_Written problem_
Pull out each line of the records below that contains the word "scrubs", and copy every such line in full.

_Provided entries_
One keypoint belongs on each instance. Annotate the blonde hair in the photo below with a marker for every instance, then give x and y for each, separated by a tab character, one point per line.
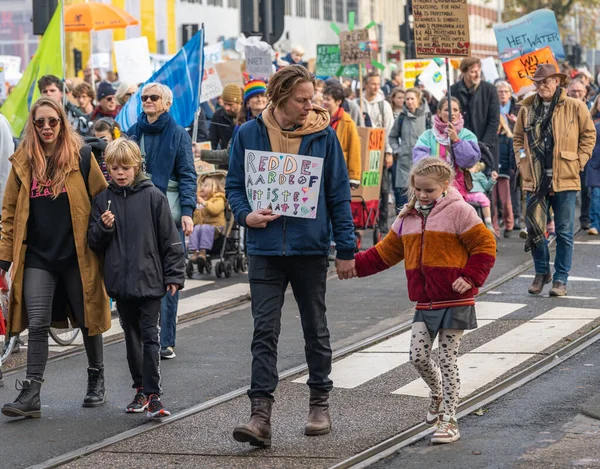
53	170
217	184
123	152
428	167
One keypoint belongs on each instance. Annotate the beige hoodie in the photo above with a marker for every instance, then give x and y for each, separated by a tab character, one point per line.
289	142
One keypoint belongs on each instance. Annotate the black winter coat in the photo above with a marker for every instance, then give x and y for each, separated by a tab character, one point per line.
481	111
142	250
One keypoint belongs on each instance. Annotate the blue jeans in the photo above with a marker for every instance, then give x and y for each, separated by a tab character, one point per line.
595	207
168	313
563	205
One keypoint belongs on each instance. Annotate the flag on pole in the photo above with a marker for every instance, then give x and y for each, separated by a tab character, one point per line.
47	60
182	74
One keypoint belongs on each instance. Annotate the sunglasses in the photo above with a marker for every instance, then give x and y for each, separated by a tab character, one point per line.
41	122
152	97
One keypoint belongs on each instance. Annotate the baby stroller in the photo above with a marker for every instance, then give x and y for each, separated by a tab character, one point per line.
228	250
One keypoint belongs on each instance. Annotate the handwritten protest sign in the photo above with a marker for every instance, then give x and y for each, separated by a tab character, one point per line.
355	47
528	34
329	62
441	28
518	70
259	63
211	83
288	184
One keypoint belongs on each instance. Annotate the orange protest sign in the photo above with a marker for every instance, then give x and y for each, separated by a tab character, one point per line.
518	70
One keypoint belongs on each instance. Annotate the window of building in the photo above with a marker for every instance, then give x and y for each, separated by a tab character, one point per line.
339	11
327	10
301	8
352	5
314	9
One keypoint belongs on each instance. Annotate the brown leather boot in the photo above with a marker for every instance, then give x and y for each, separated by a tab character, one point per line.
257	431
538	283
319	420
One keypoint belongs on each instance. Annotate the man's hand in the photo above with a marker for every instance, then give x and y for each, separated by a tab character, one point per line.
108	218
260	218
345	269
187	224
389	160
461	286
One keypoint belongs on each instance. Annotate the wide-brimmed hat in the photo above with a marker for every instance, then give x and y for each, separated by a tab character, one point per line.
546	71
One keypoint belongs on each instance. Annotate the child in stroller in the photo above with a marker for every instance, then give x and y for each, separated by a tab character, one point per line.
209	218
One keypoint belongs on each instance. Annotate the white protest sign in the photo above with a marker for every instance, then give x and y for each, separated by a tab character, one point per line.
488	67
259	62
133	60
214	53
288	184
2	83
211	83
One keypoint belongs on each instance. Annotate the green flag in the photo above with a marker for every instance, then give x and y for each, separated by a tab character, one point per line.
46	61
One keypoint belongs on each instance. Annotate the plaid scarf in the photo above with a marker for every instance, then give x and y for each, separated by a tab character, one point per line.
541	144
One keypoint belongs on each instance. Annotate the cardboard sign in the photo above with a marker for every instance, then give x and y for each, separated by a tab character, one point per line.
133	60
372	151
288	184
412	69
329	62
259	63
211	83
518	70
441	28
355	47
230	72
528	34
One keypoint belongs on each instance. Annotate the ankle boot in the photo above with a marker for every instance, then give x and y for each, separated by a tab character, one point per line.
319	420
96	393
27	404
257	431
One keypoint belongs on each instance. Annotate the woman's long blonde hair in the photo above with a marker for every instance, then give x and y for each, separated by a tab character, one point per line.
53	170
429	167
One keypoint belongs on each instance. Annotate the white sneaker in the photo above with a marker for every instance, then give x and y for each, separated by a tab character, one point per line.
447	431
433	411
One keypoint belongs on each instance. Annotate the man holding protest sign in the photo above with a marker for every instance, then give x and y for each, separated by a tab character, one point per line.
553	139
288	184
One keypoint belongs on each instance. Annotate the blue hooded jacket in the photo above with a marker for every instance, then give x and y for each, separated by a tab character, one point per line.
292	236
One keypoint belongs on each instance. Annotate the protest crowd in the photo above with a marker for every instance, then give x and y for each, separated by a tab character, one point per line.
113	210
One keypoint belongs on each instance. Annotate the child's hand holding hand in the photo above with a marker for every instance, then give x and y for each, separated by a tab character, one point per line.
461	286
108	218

---

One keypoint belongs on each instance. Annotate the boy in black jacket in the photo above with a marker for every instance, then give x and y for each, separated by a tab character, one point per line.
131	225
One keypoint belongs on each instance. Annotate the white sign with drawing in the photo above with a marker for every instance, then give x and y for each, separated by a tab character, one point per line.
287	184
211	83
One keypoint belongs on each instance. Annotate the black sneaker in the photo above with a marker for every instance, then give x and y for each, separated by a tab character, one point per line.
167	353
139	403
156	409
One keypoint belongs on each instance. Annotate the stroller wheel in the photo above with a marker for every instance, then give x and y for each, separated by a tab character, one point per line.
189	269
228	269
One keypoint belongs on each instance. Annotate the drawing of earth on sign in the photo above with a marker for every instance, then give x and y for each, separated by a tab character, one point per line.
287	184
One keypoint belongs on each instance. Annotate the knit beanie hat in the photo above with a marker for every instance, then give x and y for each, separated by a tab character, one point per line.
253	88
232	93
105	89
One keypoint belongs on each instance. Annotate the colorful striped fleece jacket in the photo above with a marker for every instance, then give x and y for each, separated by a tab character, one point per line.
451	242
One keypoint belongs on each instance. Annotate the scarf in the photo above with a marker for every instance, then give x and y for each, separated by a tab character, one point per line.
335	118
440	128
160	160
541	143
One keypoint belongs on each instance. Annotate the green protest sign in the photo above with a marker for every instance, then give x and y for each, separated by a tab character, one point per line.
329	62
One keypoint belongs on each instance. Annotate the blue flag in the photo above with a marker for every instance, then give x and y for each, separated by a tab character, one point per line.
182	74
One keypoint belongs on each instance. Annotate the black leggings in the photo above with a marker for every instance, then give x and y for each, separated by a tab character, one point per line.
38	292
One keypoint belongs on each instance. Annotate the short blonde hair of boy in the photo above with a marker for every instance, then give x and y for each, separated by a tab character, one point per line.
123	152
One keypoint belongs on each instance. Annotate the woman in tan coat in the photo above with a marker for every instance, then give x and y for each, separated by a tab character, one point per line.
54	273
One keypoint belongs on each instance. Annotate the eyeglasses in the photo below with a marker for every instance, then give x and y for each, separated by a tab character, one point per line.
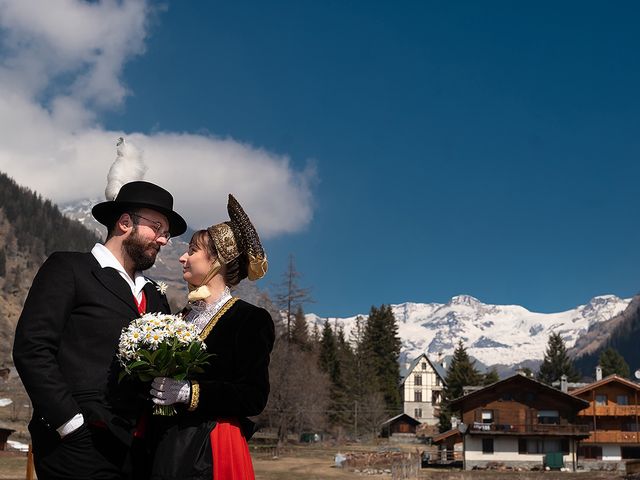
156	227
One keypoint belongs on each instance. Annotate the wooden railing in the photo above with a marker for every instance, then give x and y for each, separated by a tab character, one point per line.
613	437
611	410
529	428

--

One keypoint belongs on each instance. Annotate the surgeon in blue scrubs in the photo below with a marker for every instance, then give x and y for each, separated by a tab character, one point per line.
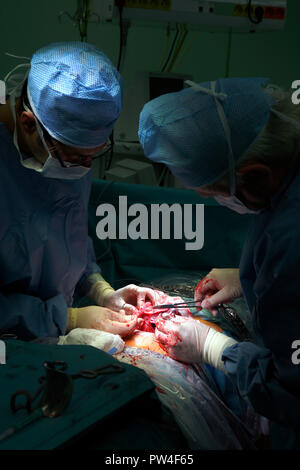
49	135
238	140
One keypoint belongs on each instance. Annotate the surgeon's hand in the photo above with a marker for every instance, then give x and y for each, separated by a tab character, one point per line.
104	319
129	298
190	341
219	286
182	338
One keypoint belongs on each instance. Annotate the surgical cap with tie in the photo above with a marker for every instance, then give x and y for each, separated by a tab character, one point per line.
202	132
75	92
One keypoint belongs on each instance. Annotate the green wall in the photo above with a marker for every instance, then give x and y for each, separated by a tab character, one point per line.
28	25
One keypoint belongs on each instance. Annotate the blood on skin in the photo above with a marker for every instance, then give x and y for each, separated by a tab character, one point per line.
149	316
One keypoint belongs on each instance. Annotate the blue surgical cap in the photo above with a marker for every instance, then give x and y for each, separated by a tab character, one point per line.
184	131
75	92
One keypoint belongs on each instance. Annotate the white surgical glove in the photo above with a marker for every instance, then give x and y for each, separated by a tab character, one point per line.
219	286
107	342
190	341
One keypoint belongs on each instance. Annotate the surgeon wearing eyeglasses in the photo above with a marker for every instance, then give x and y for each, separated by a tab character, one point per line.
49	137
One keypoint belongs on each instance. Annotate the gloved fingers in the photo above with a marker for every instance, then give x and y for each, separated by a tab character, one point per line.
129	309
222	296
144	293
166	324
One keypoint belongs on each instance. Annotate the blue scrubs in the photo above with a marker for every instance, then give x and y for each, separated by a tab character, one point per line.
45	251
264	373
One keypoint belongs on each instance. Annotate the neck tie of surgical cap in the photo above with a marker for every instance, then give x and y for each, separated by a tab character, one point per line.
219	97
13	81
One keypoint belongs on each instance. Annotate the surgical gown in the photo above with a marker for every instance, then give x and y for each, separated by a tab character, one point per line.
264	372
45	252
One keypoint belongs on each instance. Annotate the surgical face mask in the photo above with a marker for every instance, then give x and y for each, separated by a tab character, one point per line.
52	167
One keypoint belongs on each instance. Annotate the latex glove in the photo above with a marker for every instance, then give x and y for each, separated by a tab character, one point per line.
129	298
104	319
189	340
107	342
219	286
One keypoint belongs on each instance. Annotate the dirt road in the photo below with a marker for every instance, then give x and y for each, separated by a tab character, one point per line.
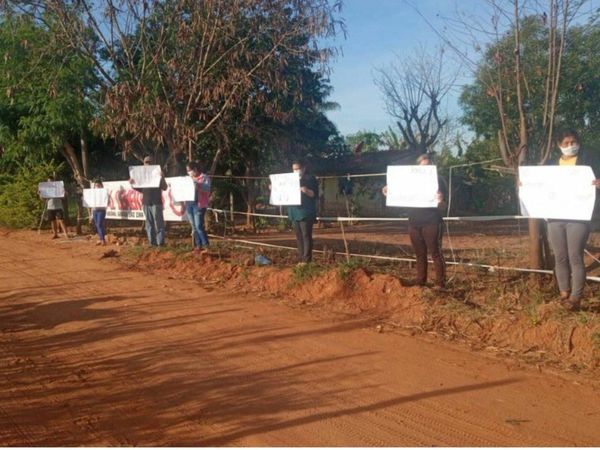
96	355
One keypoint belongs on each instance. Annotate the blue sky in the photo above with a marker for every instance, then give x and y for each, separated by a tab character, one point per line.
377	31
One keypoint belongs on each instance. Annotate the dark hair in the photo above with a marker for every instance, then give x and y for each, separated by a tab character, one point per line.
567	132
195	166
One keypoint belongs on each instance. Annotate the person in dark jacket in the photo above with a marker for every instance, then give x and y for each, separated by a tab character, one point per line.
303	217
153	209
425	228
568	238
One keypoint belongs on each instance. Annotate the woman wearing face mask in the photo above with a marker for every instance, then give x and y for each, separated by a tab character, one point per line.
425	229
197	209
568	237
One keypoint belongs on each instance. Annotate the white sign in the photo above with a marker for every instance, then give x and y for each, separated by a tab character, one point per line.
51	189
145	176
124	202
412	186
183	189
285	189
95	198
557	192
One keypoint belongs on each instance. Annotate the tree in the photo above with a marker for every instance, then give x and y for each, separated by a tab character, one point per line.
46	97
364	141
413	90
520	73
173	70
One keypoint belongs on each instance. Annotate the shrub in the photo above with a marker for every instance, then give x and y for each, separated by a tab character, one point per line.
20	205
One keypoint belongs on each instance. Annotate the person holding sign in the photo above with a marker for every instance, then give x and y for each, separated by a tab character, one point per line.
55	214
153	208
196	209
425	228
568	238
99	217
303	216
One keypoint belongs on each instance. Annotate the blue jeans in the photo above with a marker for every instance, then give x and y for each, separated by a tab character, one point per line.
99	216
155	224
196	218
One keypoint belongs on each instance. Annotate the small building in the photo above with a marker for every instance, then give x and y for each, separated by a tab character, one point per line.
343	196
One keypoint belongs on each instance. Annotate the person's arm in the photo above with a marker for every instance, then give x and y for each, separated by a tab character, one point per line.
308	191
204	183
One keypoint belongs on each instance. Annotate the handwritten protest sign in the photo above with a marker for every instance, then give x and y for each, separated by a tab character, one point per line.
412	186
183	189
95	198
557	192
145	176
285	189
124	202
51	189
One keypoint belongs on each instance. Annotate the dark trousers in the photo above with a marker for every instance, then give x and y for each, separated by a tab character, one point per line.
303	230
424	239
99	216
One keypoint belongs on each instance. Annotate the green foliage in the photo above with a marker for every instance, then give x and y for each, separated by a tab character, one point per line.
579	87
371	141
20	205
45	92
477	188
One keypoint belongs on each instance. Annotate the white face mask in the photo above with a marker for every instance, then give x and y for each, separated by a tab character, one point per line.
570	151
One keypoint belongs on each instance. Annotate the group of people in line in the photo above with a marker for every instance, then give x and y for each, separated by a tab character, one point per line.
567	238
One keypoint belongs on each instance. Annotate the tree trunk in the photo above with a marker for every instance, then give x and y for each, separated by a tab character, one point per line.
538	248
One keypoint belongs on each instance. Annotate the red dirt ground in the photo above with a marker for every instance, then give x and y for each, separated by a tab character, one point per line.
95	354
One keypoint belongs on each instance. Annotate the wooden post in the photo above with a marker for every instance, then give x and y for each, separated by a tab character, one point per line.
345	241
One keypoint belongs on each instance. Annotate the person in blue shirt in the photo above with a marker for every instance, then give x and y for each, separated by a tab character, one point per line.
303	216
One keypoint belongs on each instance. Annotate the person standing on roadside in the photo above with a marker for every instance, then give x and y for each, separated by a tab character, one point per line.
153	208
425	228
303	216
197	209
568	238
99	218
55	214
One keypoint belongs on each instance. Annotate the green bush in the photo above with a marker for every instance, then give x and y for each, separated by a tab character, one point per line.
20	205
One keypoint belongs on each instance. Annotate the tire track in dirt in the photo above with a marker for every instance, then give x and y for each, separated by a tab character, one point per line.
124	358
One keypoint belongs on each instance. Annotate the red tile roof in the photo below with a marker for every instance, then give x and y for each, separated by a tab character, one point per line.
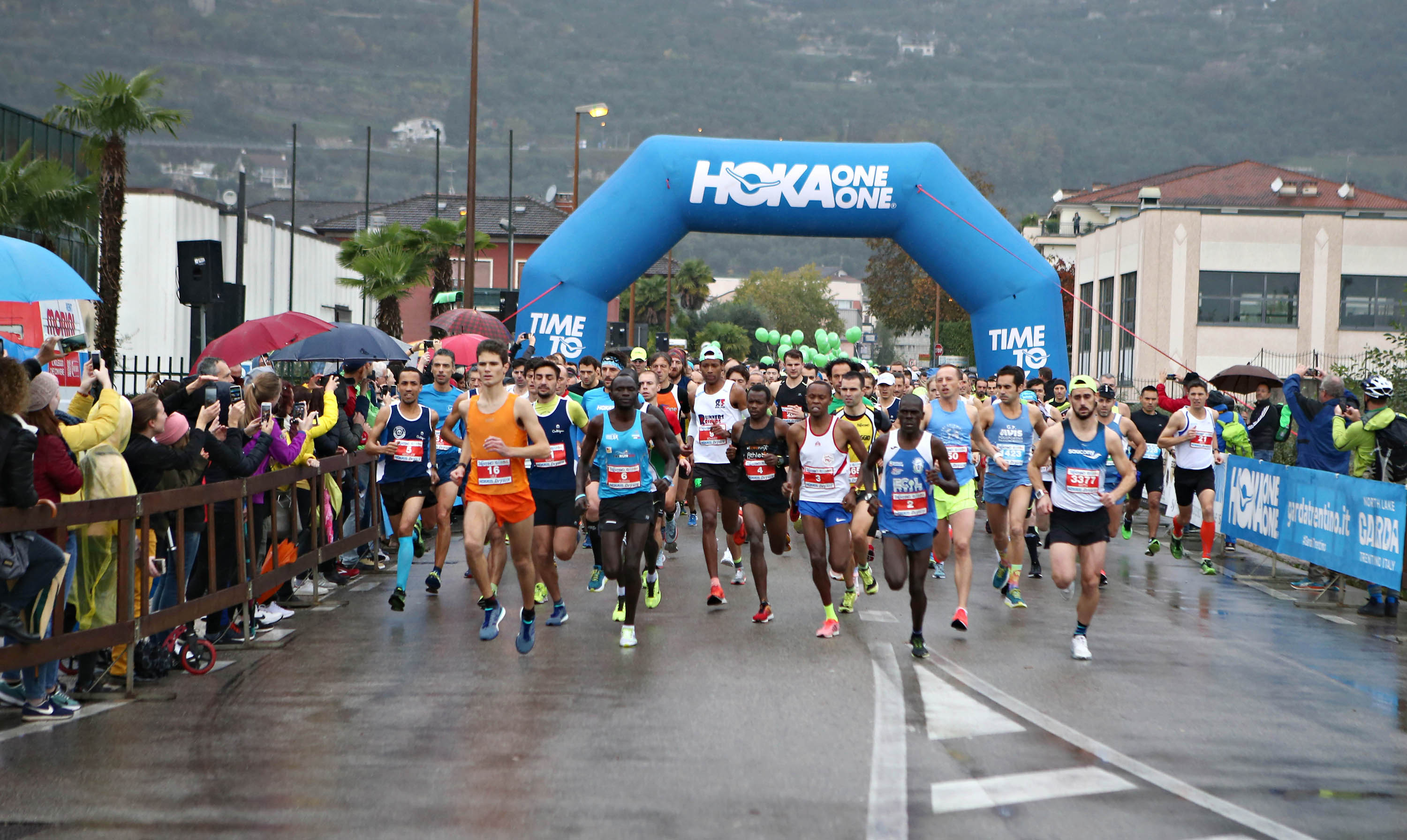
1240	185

_Written response_
One keypoint belongs on each instance. Annotate the surgeon in blue scrubs in the photo below with a marker for every instance, then give x and y for each, separated by a tab character, one point per line.
One keypoint belongs on each instance. Annotate the blue scrubs in the photo above with a marker for every instance, then give x and y for each, separated by a tab character, one point per line.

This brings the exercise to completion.